Activity: Word for word, give the listing below again.

#### Data shown

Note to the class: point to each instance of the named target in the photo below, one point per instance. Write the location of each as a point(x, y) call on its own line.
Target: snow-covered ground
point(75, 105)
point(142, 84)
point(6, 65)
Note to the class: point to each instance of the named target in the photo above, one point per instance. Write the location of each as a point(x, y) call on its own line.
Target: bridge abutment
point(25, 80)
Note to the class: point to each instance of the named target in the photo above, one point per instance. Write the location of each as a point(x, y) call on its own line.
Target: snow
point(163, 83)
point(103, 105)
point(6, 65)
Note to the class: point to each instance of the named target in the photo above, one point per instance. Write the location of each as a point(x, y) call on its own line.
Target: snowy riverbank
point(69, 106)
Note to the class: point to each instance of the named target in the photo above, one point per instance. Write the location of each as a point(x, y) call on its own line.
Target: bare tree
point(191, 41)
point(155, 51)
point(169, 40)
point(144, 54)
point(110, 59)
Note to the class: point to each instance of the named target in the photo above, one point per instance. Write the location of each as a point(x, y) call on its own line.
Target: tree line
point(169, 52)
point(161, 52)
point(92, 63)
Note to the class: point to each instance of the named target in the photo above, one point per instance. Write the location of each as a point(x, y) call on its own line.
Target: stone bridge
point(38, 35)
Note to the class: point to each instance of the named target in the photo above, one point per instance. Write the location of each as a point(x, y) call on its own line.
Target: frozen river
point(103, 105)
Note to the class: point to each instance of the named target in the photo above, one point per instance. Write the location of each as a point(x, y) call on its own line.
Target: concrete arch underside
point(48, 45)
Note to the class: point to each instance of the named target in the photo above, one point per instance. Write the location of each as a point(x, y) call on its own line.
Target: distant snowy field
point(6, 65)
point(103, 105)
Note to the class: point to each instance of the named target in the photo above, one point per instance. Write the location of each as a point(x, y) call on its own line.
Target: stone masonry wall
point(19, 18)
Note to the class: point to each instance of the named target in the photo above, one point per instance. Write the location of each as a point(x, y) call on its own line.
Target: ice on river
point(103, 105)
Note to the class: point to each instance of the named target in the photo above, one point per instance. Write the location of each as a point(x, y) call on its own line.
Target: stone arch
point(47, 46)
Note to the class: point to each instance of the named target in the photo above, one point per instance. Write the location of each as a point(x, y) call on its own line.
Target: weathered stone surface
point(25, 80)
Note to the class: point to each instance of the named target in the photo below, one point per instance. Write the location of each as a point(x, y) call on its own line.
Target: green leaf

########

Task result:
Note to the class: point to each instance of the named target in the photo below, one point per instance. Write the location of each as a point(x, y) call on its own line.
Target: snow-covered ground
point(75, 105)
point(142, 84)
point(6, 65)
Note to the class: point to each instance of the named target in the photo above, one point per instance. Write the location of each as a point(x, y) call on its own line.
Target: bridge abutment
point(25, 80)
Note to the class: point to each instance of the named target in the photo above, one point per instance. Write the location of each as a point(x, y) call on its own line.
Target: snow
point(163, 83)
point(103, 105)
point(6, 65)
Note to the class: point to each instance of the named target in the photo above, one point per instance. Write the location of each as a point(x, y) call on its own line.
Target: snowy riverbank
point(69, 106)
Note to the class: point to each instance of the named target in the photo above, one point per instance. Write the location of each as a point(x, y) call on its own line.
Target: bare tree
point(191, 41)
point(155, 51)
point(169, 40)
point(144, 54)
point(110, 59)
Note to the class: point to each instance of the named target in the photo above, one point per instance. Write the location of each as a point(x, y) call on its own line.
Target: tree line
point(169, 52)
point(161, 52)
point(92, 63)
Note to the class: point to each instance of the named target in the photo above, one point per instance. Write the location of each as a point(x, y) call on its own line.
Target: stone bridge
point(38, 35)
Note to the class: point to each instance of the named target in the photo above, one point per instance. Write the location of each as a point(x, y) call on its own line.
Target: frozen river
point(103, 105)
Note to the class: point to each instance of the named target in the photo above, one point per instance. Write the location of each as a point(x, y) call on its own line.
Target: concrete arch underside
point(48, 45)
Note to the class: point to each instance of the named target in the photo above, one point per instance. Write the location of each as a point(x, y) call on its own line.
Target: distant snowy field
point(6, 65)
point(103, 105)
Note to the class: point to each instance of the named target in the photo above, one point per instance. Write the location of each as a point(x, y) call on its own line.
Target: stone masonry wall
point(19, 18)
Note to the class: point to each instance of the named target in the photo above, one point per instance. Write the location of each as a point(x, y) call on its own line.
Target: ice on river
point(103, 105)
Note to the class: point to each instance of the named target in the photo above, one point per instance. Write the location of each as a point(x, y) call on its own line.
Target: stone arch
point(47, 46)
Note to the class: point to each instance of the named target in the photo above, one point per instance. Write the location of each as a point(x, y) call on its own line.
Target: weathered stone surface
point(25, 80)
Note to the class: point to each instance of the named target in the photo below, one point per instance. Write the location of each as a point(x, y) call on its own line.
Target: green leaf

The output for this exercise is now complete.